• SOURCE EXTRACT:
Start of Block

I was just going along, living my life, when you fucked reminded me of this series...

I was just going along, living my life, when you fucked reminded me of this series. Then I went and read a bit of every book again. I must have been retarded when I was a teenager; its horrible.

So, thought experiment. Assuming we keep the first book (which wasn't very good to begin with), what do we do with the sequels to save the series?

Burn them?

You have nobody to blame but yourself.

>filename
That's pretty funny, user.

>Artemis Fowl series on the list
Good list Veeky Forums.

anyone read his other stuff? I always thought a Supernaturalist campaign might be cool.

Good things about Eragon:
>The magic system
>That's it.

The books are actually tolerable when they're discussing how to rationally apply the magic system - stuff like mass killing by telekinetically severing blood vessels in the brain. So expand on that, and explore the consequences of a munchkin!Eragon furiously exploiting the magic system for whatever ends.

I dunno but I wanted to terribly indecent things to Holly Short when I was 14.

I disagree with half that list, particularly the inclusion of His Dark Materials.

The supernaturalist is fucking excellent. It's a superb mid-2000s vision of the future, all ecological apocalypse, genetic engineering, and inner-city decay. The problem is that the players would obviously want to hunt parasites which has obvious problems given their actual function.

So you could do it with people who hadn't read the book, and spring the twist on them. That'd be good shit.

Same. Always imagined her with a pixie cut though (HAH) despite her apparently supposed to be wearing it buzzed or a high and tight.

Considering I've been into what people have taken to calling THICC for years (and let's face it, straight up fat chicks too), I wonder why a flat chested midget got me going so bad when I was a wee lad.

Can vouch for Stroud. It is even worth an occasional rereading.

My Fowl posting shall curse the board once more

>No Harry Potter
REEEEEEEEEEEEEEEEEEEEEEEEEEEEEEEEEEEEEEEEEEEEEEEEEEEEEEEEEEEEEEEEEEEEEEEEEEEEEEEEEEEEEEEEEEEEEEEEEEEEEEEEEEEEEEEEEEEEEEEEEEE

Her design was definitely something the graphic novel got very right.

Are you serious? Harry Potter is one of the dullest franchises in history. Seriously each episode following the boy wizard and his pals from Hogwarts Academy as they fight assorted villains has been indistinguishable from the others. Aside from the gloomy imagery, the series’ only consistency has been its lack of excitement and ineffective use of special effects, all to make magic unmagical, to make action seem inert.

Perhaps the die was cast when Rowling vetoed the idea of Spielberg directing the series; she made sure the series would never be mistaken for a work of art that meant anything to anybody?just ridiculously profitable cross-promotion for her books. The Harry Potter series might be anti-Christian (or not), but it’s certainly the anti-James Bond series in its refusal of wonder, beauty and excitement. No one wants to face that fact. Now, thankfully, they no longer have to.

>a-at least the books were good though
"No!"
The writing is dreadful; the book was terrible. As I read, I noticed that every time a character went for a walk, the author wrote instead that the character "stretched his legs."

End of Block

• PROVIDED MATERIAL:
Start of Block

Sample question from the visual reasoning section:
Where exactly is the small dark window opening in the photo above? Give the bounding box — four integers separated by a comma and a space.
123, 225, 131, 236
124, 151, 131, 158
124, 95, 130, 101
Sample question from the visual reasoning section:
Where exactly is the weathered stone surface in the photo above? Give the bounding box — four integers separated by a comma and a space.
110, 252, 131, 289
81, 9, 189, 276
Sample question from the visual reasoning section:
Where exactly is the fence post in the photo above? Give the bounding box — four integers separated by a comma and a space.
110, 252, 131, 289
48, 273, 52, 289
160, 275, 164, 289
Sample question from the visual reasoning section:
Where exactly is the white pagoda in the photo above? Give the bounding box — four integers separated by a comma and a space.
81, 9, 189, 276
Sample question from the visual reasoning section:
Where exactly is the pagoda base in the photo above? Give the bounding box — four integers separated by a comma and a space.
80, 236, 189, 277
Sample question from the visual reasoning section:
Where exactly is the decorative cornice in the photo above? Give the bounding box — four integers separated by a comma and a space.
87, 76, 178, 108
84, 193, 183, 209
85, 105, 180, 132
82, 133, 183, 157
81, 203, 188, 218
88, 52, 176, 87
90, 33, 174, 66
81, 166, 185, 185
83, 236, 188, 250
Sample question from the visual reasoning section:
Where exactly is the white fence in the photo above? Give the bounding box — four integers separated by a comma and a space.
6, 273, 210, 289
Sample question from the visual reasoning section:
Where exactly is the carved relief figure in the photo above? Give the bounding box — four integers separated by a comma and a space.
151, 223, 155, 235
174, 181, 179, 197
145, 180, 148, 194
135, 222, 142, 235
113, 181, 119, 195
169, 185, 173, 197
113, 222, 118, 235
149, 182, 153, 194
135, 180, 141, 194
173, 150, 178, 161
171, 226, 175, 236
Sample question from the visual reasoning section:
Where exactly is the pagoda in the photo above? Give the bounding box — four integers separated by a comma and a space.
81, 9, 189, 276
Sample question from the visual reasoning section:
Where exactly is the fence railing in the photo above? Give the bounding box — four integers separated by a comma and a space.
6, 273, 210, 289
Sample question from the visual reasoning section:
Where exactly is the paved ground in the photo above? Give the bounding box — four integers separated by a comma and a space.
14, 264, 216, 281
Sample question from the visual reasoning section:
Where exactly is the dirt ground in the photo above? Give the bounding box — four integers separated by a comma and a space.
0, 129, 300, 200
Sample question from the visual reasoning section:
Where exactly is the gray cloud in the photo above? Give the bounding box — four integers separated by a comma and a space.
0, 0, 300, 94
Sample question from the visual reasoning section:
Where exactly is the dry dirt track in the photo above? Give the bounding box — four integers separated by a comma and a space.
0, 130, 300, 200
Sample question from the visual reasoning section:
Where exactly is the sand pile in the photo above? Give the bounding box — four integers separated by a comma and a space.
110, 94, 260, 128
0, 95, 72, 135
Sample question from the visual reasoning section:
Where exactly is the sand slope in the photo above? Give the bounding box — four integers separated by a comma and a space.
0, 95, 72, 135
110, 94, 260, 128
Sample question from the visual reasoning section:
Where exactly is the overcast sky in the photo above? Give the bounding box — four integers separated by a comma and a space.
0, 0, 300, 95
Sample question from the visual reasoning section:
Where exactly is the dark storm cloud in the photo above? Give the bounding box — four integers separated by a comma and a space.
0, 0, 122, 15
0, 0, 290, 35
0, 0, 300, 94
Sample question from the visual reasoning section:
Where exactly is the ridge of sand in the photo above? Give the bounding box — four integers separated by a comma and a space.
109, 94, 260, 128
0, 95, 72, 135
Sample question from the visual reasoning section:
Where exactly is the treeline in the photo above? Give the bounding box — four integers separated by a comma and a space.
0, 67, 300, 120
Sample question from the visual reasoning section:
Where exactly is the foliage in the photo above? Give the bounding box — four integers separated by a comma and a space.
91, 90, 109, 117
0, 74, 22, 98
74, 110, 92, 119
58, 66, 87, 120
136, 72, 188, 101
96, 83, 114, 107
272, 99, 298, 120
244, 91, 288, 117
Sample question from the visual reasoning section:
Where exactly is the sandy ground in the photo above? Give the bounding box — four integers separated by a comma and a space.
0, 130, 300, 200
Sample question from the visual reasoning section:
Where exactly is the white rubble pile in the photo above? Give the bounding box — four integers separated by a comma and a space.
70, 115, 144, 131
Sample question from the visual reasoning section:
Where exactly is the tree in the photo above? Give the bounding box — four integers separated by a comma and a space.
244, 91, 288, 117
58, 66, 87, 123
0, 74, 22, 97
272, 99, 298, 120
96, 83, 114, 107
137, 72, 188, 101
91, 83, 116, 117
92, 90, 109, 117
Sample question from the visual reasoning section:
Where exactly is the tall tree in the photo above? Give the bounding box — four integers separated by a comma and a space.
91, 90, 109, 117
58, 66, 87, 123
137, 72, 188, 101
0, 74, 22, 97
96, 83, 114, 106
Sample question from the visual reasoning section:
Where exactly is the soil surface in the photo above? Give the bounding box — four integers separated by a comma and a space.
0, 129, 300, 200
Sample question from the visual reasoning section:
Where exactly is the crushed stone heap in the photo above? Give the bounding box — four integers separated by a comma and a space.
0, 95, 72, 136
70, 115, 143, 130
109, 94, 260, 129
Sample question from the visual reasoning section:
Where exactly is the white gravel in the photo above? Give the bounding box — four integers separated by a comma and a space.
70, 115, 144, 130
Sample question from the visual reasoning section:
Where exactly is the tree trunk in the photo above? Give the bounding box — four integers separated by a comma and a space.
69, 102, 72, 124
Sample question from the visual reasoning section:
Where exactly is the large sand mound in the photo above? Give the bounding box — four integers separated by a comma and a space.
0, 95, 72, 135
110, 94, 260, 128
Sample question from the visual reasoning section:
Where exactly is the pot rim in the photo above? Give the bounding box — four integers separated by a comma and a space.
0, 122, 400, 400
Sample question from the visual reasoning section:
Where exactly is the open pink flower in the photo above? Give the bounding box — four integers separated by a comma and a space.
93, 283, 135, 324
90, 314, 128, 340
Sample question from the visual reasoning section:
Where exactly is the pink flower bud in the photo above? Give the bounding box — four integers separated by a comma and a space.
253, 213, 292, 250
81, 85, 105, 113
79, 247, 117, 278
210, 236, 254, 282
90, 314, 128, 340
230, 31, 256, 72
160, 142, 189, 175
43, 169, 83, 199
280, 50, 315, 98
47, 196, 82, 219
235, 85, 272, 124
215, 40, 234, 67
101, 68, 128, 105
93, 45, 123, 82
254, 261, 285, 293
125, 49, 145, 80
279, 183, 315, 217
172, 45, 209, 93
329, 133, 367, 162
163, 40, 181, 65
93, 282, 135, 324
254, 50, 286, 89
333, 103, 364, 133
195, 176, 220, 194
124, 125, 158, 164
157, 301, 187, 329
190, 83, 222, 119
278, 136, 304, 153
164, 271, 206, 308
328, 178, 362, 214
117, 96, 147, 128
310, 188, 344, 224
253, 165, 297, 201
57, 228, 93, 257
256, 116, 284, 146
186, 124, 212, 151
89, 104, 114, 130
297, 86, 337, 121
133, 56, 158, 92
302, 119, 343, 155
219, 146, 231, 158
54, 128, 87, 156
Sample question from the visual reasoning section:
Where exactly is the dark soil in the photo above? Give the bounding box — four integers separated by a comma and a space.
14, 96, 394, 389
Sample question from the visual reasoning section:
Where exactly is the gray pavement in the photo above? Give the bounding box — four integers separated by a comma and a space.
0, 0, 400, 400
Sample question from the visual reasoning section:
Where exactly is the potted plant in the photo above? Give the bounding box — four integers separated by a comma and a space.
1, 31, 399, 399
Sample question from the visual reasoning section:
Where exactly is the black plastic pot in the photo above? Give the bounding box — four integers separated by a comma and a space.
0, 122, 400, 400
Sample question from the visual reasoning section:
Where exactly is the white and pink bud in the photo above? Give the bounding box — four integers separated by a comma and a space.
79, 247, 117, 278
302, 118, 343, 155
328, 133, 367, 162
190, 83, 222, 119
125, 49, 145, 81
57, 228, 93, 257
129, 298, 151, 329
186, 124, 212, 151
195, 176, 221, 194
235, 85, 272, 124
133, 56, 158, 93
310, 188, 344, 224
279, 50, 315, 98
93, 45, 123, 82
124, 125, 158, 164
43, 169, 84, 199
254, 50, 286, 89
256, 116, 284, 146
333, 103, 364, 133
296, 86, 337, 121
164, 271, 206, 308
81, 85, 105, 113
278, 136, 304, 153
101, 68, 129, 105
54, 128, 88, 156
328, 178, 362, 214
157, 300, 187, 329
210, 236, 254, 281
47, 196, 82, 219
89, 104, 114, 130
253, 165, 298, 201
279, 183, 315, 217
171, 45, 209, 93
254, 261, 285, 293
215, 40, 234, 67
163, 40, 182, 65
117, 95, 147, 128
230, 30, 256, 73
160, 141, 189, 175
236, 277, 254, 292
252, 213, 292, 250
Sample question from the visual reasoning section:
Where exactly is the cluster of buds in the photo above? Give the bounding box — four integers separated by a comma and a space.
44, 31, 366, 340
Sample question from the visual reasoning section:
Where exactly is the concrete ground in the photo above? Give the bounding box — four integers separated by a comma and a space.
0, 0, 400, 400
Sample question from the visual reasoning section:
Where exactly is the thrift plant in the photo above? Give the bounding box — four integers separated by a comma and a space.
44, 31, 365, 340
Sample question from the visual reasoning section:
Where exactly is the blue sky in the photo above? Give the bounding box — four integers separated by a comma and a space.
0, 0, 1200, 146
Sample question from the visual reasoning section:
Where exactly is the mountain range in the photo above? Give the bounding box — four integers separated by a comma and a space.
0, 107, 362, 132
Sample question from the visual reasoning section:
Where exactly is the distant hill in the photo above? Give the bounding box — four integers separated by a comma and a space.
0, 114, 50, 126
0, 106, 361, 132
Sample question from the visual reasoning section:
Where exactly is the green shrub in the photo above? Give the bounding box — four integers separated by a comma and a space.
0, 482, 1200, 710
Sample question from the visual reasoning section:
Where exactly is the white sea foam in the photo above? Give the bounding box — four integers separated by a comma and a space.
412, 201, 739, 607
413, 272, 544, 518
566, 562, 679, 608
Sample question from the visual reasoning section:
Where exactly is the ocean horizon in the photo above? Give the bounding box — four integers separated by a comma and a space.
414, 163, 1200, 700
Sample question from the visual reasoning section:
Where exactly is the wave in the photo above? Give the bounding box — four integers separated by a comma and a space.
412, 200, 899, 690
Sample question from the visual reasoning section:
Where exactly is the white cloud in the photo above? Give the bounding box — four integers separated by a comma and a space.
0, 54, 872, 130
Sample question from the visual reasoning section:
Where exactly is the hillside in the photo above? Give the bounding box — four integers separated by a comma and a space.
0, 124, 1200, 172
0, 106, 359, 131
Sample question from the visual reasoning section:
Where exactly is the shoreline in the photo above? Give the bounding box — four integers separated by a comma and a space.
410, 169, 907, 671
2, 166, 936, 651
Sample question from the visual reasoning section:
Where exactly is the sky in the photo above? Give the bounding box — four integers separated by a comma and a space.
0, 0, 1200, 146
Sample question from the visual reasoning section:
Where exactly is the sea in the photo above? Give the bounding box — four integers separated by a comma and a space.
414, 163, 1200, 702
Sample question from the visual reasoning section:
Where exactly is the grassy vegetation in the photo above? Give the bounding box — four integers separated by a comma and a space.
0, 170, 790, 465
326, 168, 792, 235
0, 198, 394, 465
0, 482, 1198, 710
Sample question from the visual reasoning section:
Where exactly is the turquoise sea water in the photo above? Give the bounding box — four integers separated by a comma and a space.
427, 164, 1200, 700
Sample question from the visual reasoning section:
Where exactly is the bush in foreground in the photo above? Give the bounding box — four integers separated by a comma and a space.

End of Block

• EXPLORE THE MATERIAL:
A: Please reproduce the thread's text starting at "My Fowl posting" and ending at "got very right.".
B: In the thread, what is named as the one good thing about Eragon?
C: Which features of the Supernaturalist's mid-2000s vision of the future does the thread name?
You can disregard the records.

• ACTIVITY ANSWERS:
A:
My Fowl posting shall curse the board once more

>No Harry Potter
REEEEEEEEEEEEEEEEEEEEEEEEEEEEEEEEEEEEEEEEEEEEEEEEEEEEEEEEEEEEEEEEEEEEEEEEEEEEEEEEEEEEEEEEEEEEEEEEEEEEEEEEEEEEEEEEEEEEEEEEEEE

Her design was definitely something the graphic novel got very right.

B: The magic system.

C:
- Ecological apocalypse
- Genetic engineering
- Inner-city decay